Rewrite the part of the records that opens with the line containing "Definition for annotators: for every instance of the green crop" and closes with the line containing "[[162, 558]]", putting "cultivated field" wherever "green crop field" appears and keeping everything else the same.

★ ★ ★ ★ ★

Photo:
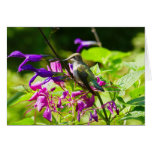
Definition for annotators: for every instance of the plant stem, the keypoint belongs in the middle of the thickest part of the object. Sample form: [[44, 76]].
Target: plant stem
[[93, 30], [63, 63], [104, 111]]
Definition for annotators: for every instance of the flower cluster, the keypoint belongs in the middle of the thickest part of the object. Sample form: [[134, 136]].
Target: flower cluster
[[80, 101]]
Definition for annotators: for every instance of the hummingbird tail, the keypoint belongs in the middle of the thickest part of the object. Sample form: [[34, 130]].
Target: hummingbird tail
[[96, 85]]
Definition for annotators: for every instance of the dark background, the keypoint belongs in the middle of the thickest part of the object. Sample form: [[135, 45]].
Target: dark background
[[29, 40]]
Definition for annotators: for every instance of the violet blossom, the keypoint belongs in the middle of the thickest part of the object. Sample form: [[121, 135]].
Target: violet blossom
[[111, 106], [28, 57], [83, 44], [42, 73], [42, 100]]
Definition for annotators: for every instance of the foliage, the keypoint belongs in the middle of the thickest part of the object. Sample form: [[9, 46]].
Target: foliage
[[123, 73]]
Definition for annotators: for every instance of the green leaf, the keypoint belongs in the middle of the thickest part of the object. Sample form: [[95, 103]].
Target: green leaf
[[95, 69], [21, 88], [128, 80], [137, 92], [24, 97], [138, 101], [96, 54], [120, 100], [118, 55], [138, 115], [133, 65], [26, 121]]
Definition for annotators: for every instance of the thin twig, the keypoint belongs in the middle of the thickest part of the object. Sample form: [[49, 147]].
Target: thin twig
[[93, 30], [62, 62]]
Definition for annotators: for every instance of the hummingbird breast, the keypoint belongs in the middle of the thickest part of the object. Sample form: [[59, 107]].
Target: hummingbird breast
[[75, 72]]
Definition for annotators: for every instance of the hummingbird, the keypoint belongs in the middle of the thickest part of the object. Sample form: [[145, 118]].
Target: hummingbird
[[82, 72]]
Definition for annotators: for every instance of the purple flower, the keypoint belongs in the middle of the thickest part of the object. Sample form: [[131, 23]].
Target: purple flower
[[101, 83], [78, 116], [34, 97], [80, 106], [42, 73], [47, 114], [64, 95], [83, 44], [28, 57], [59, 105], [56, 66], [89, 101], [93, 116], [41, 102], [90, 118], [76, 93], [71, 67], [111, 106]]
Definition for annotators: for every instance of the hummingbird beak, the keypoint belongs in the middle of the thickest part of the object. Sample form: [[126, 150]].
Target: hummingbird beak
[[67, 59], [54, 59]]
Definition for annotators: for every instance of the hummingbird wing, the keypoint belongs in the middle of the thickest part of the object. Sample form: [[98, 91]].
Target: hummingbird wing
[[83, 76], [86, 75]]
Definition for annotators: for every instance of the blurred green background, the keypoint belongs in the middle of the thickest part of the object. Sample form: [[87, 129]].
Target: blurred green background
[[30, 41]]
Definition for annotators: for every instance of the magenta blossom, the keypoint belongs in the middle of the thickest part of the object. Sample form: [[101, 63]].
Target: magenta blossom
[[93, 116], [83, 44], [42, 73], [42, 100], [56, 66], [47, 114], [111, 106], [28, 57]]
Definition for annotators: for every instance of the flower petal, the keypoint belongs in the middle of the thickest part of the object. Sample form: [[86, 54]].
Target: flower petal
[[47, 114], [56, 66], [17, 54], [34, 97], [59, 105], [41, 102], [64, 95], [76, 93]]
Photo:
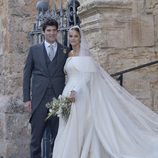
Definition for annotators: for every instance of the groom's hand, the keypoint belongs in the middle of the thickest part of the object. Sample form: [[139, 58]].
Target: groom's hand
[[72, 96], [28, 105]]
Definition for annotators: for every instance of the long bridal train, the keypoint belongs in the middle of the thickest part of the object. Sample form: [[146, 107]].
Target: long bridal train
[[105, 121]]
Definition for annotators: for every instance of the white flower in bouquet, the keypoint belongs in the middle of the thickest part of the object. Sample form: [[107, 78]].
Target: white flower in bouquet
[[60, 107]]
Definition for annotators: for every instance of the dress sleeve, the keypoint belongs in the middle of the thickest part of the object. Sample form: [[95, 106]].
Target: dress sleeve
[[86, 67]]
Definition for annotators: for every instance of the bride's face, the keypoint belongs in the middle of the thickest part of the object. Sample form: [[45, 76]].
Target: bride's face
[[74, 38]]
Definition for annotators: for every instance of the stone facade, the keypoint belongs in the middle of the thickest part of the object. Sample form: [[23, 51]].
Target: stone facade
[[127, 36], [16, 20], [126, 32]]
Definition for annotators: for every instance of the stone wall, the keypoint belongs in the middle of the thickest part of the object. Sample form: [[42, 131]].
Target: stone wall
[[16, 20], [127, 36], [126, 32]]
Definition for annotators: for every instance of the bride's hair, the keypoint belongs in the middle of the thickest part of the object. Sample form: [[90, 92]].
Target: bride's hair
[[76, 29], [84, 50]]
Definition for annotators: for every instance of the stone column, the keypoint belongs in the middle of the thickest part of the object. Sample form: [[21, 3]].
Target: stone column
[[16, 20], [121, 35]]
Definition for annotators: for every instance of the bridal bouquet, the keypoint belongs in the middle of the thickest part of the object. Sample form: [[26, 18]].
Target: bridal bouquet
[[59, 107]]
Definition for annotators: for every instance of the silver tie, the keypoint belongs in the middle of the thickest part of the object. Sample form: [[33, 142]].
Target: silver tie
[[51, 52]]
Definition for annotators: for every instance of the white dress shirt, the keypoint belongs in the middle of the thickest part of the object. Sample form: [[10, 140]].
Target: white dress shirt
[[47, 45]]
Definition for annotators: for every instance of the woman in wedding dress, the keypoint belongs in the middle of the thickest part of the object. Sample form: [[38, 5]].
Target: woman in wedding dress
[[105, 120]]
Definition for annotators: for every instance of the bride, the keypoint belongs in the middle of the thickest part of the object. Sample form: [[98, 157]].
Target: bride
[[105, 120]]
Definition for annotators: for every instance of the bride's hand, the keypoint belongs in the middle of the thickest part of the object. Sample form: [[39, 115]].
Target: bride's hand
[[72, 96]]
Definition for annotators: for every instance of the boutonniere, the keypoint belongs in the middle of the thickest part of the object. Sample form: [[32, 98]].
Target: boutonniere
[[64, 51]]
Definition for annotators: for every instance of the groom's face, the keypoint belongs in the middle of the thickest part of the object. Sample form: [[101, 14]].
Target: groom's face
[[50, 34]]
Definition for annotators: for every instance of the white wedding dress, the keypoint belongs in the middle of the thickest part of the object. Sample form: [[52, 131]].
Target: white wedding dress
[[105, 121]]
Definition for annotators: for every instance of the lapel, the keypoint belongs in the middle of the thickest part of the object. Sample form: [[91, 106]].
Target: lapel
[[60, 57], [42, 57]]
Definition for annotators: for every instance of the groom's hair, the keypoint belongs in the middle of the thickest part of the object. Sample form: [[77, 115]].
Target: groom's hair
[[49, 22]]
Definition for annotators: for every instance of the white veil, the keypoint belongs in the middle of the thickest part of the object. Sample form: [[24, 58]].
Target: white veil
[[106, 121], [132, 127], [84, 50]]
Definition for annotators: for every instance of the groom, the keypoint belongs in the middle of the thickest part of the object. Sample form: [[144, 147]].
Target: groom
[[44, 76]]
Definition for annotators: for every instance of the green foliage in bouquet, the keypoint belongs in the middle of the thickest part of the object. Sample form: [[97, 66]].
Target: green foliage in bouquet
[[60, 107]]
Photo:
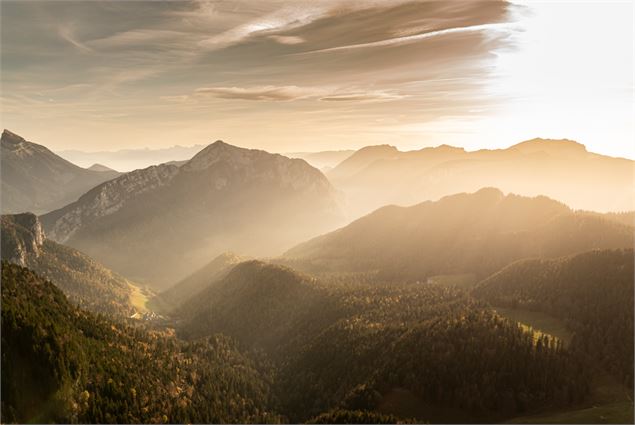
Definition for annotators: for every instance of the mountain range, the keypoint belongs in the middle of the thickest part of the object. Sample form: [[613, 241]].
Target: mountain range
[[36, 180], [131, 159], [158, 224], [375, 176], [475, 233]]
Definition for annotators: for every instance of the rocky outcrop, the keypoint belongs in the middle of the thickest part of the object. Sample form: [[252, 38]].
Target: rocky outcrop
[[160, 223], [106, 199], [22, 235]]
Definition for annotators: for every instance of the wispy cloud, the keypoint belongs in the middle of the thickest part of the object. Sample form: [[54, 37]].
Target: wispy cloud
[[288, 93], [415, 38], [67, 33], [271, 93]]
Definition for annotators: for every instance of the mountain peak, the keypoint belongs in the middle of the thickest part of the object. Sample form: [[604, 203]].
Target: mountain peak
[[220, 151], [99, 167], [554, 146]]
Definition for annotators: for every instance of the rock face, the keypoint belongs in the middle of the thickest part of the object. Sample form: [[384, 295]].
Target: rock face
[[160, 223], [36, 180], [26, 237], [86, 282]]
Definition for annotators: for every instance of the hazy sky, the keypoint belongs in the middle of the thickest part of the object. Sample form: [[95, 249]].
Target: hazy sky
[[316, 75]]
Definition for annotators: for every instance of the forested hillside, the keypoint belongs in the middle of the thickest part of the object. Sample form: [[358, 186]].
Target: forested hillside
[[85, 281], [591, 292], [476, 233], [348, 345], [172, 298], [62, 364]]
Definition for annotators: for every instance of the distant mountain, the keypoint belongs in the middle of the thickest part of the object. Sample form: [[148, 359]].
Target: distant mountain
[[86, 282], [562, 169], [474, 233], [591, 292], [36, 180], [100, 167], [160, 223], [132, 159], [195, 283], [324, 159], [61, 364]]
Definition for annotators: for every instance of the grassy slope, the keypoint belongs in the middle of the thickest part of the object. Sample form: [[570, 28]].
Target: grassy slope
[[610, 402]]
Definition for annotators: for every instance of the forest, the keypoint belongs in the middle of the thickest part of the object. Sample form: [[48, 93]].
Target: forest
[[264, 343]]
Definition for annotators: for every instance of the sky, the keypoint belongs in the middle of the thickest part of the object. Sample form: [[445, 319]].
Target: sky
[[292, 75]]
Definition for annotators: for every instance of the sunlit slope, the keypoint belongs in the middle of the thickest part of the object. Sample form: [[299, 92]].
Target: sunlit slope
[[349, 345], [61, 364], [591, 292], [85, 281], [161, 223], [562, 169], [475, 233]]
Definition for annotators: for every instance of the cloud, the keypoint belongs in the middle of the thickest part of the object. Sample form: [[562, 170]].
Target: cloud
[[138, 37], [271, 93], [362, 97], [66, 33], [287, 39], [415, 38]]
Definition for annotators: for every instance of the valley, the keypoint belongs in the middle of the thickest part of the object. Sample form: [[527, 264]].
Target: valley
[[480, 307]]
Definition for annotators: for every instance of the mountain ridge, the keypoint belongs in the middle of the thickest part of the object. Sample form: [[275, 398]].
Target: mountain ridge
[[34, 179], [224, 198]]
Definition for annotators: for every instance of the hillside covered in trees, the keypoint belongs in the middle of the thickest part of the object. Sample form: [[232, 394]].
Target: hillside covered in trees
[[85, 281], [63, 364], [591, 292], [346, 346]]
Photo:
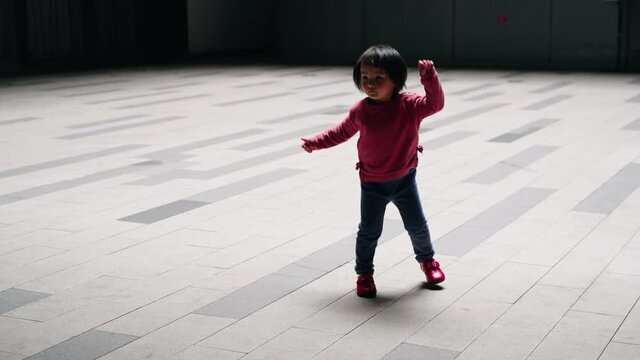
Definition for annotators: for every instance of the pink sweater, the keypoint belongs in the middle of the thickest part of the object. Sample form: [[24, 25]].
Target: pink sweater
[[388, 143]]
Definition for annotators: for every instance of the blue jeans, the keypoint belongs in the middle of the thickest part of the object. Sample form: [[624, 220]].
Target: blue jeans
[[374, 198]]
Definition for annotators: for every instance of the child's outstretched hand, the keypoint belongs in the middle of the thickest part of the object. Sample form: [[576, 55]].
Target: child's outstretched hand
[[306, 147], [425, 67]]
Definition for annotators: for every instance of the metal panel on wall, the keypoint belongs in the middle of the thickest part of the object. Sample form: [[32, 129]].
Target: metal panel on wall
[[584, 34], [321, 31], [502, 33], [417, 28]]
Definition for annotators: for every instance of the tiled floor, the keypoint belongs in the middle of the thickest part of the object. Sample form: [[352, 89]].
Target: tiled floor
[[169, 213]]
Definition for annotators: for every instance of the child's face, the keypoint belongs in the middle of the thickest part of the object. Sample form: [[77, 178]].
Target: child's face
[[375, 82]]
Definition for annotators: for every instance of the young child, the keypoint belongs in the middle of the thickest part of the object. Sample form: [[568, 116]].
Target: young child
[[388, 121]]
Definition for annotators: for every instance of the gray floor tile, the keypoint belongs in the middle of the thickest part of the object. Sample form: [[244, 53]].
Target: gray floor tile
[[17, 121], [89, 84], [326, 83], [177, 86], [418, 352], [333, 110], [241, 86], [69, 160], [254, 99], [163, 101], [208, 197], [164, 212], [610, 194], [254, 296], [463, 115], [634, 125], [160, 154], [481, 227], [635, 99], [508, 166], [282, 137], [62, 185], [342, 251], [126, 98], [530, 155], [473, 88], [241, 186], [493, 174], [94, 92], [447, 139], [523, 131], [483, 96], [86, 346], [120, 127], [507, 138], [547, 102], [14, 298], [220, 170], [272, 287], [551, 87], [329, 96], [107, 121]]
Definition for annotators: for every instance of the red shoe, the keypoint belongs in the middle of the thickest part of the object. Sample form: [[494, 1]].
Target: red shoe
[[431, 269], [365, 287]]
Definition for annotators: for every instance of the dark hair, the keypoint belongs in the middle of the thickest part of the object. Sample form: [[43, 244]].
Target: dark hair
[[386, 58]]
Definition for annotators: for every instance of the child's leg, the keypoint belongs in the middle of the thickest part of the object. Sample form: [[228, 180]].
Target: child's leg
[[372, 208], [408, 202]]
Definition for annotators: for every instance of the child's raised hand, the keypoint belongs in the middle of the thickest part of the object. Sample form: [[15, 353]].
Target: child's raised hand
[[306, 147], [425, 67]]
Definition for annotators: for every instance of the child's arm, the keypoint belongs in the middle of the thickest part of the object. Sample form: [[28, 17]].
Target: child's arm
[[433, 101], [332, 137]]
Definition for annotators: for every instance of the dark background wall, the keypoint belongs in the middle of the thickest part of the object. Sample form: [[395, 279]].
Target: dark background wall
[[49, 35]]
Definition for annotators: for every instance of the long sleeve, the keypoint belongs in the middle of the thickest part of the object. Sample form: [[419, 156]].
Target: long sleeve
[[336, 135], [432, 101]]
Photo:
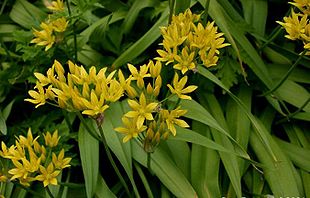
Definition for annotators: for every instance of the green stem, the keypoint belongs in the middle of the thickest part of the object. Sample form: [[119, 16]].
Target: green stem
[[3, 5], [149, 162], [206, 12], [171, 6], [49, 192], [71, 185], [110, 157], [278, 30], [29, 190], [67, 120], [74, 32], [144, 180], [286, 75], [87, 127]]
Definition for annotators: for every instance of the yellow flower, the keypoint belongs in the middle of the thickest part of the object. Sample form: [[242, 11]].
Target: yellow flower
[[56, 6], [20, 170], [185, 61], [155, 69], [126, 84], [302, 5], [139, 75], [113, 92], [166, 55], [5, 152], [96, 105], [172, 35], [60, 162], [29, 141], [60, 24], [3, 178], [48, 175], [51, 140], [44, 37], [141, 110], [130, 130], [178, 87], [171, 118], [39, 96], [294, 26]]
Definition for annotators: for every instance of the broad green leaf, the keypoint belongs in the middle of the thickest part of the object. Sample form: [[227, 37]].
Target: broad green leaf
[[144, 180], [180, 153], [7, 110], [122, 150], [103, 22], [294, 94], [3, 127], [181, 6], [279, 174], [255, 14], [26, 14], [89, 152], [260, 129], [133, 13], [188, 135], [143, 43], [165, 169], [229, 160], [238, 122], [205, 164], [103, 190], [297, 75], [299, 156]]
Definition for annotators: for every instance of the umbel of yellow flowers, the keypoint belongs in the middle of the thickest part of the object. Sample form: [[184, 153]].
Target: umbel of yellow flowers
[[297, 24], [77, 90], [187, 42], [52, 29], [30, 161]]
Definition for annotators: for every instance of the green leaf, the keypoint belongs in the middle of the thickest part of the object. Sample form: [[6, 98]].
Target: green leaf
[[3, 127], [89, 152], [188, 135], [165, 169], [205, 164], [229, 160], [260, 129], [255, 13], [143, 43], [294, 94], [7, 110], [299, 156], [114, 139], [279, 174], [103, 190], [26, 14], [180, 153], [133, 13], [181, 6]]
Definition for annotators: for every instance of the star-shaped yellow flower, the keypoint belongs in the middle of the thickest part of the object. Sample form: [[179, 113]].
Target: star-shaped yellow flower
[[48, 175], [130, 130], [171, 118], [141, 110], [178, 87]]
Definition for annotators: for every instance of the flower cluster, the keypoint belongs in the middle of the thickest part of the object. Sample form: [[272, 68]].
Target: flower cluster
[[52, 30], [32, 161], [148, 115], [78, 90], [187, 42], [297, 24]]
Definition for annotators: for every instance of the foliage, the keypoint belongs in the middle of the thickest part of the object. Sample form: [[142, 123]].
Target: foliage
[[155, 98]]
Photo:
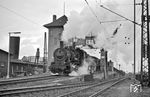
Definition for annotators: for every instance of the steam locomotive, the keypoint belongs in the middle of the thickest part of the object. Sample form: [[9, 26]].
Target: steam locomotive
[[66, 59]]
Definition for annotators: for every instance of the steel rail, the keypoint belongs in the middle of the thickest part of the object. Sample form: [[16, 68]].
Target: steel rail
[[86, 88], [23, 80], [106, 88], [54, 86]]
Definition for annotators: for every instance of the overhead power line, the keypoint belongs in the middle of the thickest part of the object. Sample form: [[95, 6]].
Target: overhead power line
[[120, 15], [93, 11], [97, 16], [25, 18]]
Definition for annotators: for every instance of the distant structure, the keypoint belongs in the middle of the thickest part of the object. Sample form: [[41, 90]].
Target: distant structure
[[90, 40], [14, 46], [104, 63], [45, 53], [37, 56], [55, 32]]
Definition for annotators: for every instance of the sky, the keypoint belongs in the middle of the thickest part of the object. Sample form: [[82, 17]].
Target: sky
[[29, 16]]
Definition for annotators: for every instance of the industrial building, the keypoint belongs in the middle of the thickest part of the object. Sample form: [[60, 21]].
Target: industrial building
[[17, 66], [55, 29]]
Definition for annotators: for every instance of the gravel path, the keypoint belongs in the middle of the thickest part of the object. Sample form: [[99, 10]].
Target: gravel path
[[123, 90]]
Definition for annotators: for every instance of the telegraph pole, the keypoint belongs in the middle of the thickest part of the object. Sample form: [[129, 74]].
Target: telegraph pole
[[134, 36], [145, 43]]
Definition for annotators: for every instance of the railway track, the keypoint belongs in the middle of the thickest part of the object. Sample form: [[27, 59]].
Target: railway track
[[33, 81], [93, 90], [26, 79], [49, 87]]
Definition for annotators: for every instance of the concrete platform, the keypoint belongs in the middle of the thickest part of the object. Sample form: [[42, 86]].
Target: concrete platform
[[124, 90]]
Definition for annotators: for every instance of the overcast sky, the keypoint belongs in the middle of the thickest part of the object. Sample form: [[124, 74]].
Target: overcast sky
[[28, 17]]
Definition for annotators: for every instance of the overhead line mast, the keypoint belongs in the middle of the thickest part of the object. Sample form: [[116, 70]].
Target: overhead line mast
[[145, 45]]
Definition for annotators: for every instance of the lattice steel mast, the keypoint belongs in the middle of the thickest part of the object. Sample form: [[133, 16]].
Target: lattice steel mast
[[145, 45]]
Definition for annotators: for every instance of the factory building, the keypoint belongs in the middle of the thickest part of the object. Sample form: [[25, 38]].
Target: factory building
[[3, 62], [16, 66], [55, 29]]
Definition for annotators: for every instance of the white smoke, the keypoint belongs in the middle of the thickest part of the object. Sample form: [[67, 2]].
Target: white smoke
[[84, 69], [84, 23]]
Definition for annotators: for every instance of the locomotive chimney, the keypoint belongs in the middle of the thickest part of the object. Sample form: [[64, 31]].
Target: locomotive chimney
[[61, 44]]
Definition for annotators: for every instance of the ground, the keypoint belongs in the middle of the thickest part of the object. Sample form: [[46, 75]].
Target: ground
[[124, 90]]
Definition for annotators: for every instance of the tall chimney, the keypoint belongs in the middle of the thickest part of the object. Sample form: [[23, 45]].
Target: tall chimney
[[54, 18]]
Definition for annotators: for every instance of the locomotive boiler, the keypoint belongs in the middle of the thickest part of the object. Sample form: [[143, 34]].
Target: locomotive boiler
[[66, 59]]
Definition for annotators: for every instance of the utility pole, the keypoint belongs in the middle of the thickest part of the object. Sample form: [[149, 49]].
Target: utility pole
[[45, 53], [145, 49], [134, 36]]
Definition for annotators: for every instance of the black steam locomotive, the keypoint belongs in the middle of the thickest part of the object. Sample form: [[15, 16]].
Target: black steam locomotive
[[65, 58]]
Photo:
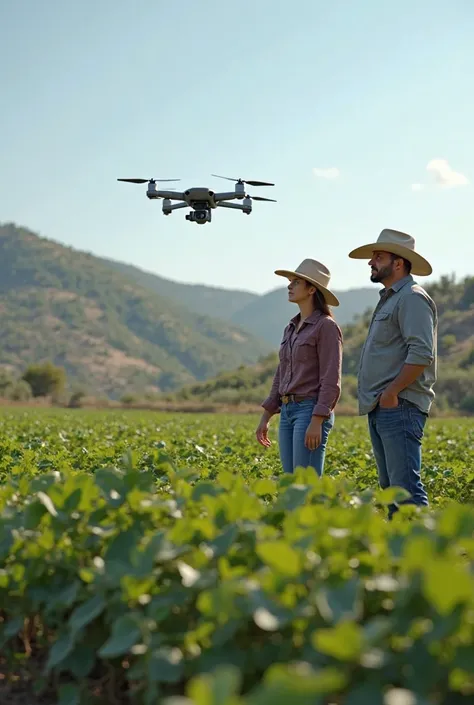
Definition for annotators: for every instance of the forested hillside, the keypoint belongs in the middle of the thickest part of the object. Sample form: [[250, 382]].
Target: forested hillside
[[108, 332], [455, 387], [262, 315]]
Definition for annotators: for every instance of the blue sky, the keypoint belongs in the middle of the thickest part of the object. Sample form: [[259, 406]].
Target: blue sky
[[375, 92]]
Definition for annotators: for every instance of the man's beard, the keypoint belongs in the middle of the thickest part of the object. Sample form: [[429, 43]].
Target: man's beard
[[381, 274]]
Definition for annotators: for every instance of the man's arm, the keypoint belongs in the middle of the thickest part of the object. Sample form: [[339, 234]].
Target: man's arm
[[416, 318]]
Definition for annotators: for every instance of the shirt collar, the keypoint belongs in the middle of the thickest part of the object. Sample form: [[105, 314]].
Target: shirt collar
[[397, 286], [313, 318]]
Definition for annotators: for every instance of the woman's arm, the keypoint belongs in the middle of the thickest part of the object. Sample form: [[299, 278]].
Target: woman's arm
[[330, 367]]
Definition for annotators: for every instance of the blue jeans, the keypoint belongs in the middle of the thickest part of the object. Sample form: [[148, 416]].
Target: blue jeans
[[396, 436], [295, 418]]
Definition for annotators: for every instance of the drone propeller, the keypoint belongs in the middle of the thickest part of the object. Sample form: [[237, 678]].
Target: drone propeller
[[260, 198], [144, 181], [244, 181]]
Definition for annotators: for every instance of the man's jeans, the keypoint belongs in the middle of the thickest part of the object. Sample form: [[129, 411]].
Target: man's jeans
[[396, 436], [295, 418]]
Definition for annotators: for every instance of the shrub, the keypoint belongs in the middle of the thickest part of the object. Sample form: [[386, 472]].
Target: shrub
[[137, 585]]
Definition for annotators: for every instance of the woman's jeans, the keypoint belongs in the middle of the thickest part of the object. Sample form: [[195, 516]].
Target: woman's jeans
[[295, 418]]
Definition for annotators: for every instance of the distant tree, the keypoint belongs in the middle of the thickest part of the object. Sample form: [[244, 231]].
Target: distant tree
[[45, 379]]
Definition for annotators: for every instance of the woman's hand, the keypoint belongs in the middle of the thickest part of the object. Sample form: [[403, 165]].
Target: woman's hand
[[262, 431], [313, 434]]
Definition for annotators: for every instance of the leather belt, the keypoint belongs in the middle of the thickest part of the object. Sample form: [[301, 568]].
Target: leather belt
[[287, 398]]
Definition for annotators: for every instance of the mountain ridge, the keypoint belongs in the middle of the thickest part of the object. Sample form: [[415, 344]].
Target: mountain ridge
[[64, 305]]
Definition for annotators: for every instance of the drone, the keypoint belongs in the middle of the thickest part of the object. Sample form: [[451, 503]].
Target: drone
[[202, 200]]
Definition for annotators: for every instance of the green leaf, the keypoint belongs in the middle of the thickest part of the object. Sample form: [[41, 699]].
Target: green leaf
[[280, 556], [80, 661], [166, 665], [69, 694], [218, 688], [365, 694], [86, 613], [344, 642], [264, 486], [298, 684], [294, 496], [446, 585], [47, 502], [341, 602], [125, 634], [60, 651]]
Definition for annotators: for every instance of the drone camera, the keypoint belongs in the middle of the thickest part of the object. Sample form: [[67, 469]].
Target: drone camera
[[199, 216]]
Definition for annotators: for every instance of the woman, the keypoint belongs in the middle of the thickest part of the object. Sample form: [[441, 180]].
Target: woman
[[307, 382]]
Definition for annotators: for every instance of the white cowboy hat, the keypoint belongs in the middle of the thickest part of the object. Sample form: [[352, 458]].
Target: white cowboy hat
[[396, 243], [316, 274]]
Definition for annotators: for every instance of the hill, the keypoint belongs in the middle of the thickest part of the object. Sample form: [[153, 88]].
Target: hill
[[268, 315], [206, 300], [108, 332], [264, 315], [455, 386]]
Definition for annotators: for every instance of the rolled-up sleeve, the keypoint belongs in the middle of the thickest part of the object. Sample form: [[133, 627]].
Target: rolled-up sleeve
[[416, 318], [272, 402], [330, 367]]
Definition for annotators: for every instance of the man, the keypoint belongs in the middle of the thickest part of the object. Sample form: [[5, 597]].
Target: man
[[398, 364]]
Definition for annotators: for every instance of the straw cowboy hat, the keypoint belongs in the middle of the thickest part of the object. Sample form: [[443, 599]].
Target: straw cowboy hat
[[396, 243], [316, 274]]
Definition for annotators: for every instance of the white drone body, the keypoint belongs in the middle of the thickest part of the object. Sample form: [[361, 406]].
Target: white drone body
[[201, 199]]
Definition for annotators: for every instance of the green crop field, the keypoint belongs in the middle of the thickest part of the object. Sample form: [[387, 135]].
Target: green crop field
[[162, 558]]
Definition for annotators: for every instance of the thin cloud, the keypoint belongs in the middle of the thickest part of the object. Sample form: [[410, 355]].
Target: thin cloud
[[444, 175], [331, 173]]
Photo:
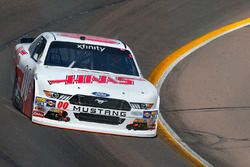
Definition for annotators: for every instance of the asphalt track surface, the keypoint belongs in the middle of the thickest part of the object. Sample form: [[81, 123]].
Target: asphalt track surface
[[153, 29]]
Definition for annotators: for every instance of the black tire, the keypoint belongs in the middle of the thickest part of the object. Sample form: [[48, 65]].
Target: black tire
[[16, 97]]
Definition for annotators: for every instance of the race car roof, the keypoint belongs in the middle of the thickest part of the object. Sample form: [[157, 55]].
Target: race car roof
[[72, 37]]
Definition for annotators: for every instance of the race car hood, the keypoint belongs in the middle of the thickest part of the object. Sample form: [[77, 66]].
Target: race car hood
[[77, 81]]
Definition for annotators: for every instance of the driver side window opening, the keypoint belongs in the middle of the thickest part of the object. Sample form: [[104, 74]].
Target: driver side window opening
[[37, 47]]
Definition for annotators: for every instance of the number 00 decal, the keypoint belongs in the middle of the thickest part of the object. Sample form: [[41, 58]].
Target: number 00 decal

★ ★ ★ ★ ★

(Response below)
Definition for annotators: for every instance of the cultivated field, the keypoint belongs in the middle of the thickest part of the object. Sample form: [[387, 135]].
Target: cultivated field
[[162, 558]]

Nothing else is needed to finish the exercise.